_Task data_.

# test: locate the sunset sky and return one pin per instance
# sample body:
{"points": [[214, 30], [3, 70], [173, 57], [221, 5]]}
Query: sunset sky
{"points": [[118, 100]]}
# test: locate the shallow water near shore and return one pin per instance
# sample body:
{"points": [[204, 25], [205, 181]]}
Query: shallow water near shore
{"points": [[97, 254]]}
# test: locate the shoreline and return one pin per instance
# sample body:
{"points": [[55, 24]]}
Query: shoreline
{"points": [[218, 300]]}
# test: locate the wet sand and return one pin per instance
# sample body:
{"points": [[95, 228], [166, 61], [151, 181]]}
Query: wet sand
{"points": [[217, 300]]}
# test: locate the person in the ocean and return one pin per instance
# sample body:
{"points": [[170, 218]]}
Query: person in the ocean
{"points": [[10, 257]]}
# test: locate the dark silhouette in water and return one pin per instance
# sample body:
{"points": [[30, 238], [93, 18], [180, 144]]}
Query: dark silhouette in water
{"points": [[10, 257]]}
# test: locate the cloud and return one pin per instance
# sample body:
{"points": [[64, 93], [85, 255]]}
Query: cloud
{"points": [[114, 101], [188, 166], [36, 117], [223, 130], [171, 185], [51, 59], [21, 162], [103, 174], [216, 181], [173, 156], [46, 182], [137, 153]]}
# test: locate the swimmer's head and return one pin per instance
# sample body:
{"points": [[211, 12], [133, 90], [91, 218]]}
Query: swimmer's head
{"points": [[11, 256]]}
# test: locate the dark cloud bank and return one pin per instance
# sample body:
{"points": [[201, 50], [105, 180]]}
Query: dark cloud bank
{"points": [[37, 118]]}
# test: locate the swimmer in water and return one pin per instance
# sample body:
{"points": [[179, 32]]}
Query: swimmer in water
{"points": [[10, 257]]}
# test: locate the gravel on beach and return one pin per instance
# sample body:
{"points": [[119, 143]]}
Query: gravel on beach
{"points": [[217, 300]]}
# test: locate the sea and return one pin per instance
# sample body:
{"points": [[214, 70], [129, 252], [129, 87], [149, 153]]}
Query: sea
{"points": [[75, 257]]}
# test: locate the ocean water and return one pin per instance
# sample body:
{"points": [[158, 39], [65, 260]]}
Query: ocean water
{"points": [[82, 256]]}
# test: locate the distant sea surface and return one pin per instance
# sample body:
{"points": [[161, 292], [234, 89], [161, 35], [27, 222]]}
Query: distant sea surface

_Given request_.
Exactly as shown, repeat every record.

_Task answer_.
# test: locate the sunset sky and return one pin per instance
# sample body:
{"points": [[214, 30], [3, 70], [173, 57], [221, 5]]}
Query: sunset sky
{"points": [[118, 100]]}
# test: locate the shallow water near shore and return one pin per instance
# sample body:
{"points": [[204, 25], [205, 181]]}
Query: shallow water near shore
{"points": [[97, 254]]}
# test: locate the shoreline and return one pin per instance
# sample body:
{"points": [[55, 24]]}
Query: shoreline
{"points": [[218, 300]]}
# test: locate the wet sand and return one pin per instance
# sample body:
{"points": [[95, 228], [166, 61], [151, 181]]}
Query: wet sand
{"points": [[217, 300]]}
# test: locate the person in the ocean and return one pin per instance
# sample body:
{"points": [[170, 218]]}
Query: person in the ocean
{"points": [[10, 257]]}
# test: locate the dark silhouette in water and return one pin per instance
# sample body:
{"points": [[30, 238], [93, 18], [180, 144]]}
Query: dark silhouette in water
{"points": [[10, 257]]}
# test: locate the cloud and return one pin per instance
# sample body:
{"points": [[64, 93], [85, 255]]}
Query: cloud
{"points": [[114, 101], [188, 166], [36, 117], [223, 130], [171, 185], [51, 59], [21, 162], [103, 174], [216, 181], [173, 156], [46, 182], [137, 153]]}
# test: locate the swimmer's head and return one pin per instance
# sample body:
{"points": [[211, 12], [133, 90], [91, 218]]}
Query: swimmer's head
{"points": [[11, 256]]}
# test: locate the dark cloud bank and return one pin per instance
# sample body:
{"points": [[201, 50], [105, 180]]}
Query: dark cloud bank
{"points": [[37, 118]]}
# test: locate the swimmer in water and return one pin per instance
# sample body:
{"points": [[179, 32]]}
Query: swimmer in water
{"points": [[10, 257]]}
# test: locate the gravel on beach and return one pin per instance
# sample body:
{"points": [[119, 143]]}
Query: gravel on beach
{"points": [[217, 300]]}
# test: locate the sea and return one pin per instance
# sample body:
{"points": [[214, 70], [129, 252], [129, 87], [149, 153]]}
Query: sea
{"points": [[75, 257]]}
# test: locate the ocean water and return one pin per instance
# sample body:
{"points": [[158, 39], [65, 260]]}
Query: ocean water
{"points": [[82, 256]]}
# test: locate the distant sea surface and return one pin per instance
# sample body:
{"points": [[161, 292], [234, 89], [161, 35], [27, 222]]}
Query: distant sea surface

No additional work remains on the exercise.